Problems to solve »
A - From the post on public choice theory, reproduce the passage verbatim, beginning at the words "PCT keeps track" and stopping after "and a shovel.".
B - Pick up the post on public choice theory and intellectual property where it ends, and extend it in the same voice.
──────── Document ────────
Friday, August 19, 2011

Public Choice Theory


Uppsala Universty, Sweden

The operating principles in question are called "public choice theory." Judge Posner assumes familiarity with these principles about the intervention of government in various industries from transportation to communication to farming. One effect is to create cartels that can either produce profit, or to have those profits turned into costs. Somewhere in all that activity of lobbying and litigating, the public interest is achieved by privately funded organizations representing various interests. To the consumer it is a matter of indifference which it is. When Sprigman and Grimmelmann refer to the "cost without benefit" of perpetual copyright, they allude to the principle of government regulation that stagnates or closes markets by imposing costs (regulation); I surmise this is a chapter out of the "public choice theory" textbook.

Let me return to the cleaned up talk. [http://www.aei.org/docLib/20040608_Landes.pdf]

The piece is divided in three parts. The first contains the part about the growth in the field of IP and the associated statistics. The second part introduces "PCT." The third part tries to bring PCT into the examination of IP.

Judge P&L spend several pages in explaining public choice with the understanding that it does not really explain the numbers in the three illustrations. In the final part of the cleaned up piece, some 14 pages out of 27, we get more specifics on "public choice" and intellectual property. What this means, initially, I have gathered, is that gaping holes in the law have to be plugged.

PCT keeps track of whether copyright statutes, for example, expand rights or contract rights.

For example, before '92, unpublished materials languished in a perpetual limbo with fair use, even of archive material in libraries, prohibited. [p. 13-14] By the same token, in trademark, after '92 real sales had to be demonstrated before a trademark could be registered removing the practice of banking trademarks by parasites. [p. 14] It is nice to have a theory for things like that; I tend to think of it as walking behind the congressional elephant with a bucket and a shovel.
──────── Dataset content ────────
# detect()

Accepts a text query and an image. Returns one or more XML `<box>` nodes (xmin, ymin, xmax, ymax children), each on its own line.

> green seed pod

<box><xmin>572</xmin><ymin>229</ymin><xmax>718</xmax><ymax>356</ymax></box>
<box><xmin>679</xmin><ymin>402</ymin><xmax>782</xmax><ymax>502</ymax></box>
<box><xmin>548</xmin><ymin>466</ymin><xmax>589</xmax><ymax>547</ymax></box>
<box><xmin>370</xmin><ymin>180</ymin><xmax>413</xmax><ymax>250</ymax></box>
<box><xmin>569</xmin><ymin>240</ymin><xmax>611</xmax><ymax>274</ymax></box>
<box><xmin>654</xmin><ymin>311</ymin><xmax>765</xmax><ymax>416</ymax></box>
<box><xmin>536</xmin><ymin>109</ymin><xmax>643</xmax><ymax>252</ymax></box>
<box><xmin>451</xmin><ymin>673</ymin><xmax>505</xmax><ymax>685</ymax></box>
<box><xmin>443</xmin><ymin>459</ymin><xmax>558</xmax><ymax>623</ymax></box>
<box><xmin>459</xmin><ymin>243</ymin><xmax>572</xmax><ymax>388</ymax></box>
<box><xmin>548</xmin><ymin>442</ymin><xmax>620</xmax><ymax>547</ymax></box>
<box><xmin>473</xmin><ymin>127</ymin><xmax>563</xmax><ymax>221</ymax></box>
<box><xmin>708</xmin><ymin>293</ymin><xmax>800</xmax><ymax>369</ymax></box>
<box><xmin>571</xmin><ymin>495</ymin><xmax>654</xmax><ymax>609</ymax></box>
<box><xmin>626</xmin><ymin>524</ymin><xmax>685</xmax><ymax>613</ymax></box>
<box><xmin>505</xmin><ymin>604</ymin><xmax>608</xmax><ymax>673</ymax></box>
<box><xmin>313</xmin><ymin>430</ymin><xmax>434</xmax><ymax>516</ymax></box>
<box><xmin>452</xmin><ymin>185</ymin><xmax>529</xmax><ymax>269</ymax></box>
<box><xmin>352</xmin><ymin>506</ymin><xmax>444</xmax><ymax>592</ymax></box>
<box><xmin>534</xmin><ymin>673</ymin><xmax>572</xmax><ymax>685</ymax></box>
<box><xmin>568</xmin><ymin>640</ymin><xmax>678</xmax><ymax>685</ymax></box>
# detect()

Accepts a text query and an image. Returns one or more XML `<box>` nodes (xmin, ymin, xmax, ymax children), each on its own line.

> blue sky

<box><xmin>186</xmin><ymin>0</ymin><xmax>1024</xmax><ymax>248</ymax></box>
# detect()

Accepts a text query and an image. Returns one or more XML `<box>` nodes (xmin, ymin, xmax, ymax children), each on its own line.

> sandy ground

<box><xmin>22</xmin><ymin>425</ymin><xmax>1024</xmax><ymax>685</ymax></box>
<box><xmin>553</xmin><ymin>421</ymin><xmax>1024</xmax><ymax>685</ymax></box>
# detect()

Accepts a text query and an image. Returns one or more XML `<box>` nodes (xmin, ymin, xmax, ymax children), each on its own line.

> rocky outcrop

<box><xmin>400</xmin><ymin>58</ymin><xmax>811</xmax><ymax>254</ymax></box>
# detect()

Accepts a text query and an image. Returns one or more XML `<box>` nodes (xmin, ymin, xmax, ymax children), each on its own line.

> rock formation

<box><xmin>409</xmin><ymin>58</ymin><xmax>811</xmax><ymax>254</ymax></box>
────────
Task-by-task outputs »
A -
PCT keeps track of whether copyright statutes, for example, expand rights or contract rights.

For example, before '92, unpublished materials languished in a perpetual limbo with fair use, even of archive material in libraries, prohibited. [p. 13-14] By the same token, in trademark, after '92 real sales had to be demonstrated before a trademark could be registered removing the practice of banking trademarks by parasites. [p. 14] It is nice to have a theory for things like that; I tend to think of it as walking behind the congressional elephant with a bucket and a shovel.

B -
P&L, however see this as an asymmetry in the development. Fair use of archive material for scholarly purposes is a restriction of copyright, not an expansion. A similar restriction is the requirement to have an actual product before at trademark can be registered. In judicial world this is a counterweight to "life plus 50." A thousand scholars working in archives on the hand written letters of historical figures even the scales of justice with Mickey and Donald and Alice and Pocahontas on the other side.

The fact that forbidding all use including citations of the correspondence of important and deceased figures of historical importance would make biographies hard to write does not enter the equation. Such a law, uncorrected, would bring forth Mr. Bumble Esq. from the pages of Dickens resting securely in the public domain. We have to stop pretending there are balancing politico-economic forces determining the events. We are simply talking about very narrow interests of the low-end entertainment industry taking the education / research / scholarly interests down. Disneyland vs. a electronic library of 12 million books delivered around the world. Disney by a knock out. I mean who needs out of print electronic books?

Of course the ultimate expansion of copyright would be to forbid reading. Books could be bought, but as long as they were not read, the sentences contained therein would be safe. With the exception of romance novels and detective stories, we may already be part way down this path anyway. Judge Posner writes tirelessly and publishes several books every year. His interests in political economy do not seem to allow interests in the methodologies of digital humanities. Yet his view of political economy presents a triangle of high stakes economic gambling with the US Code as the hypotenuse and the active participation of Congress and the courts as the remaining sides.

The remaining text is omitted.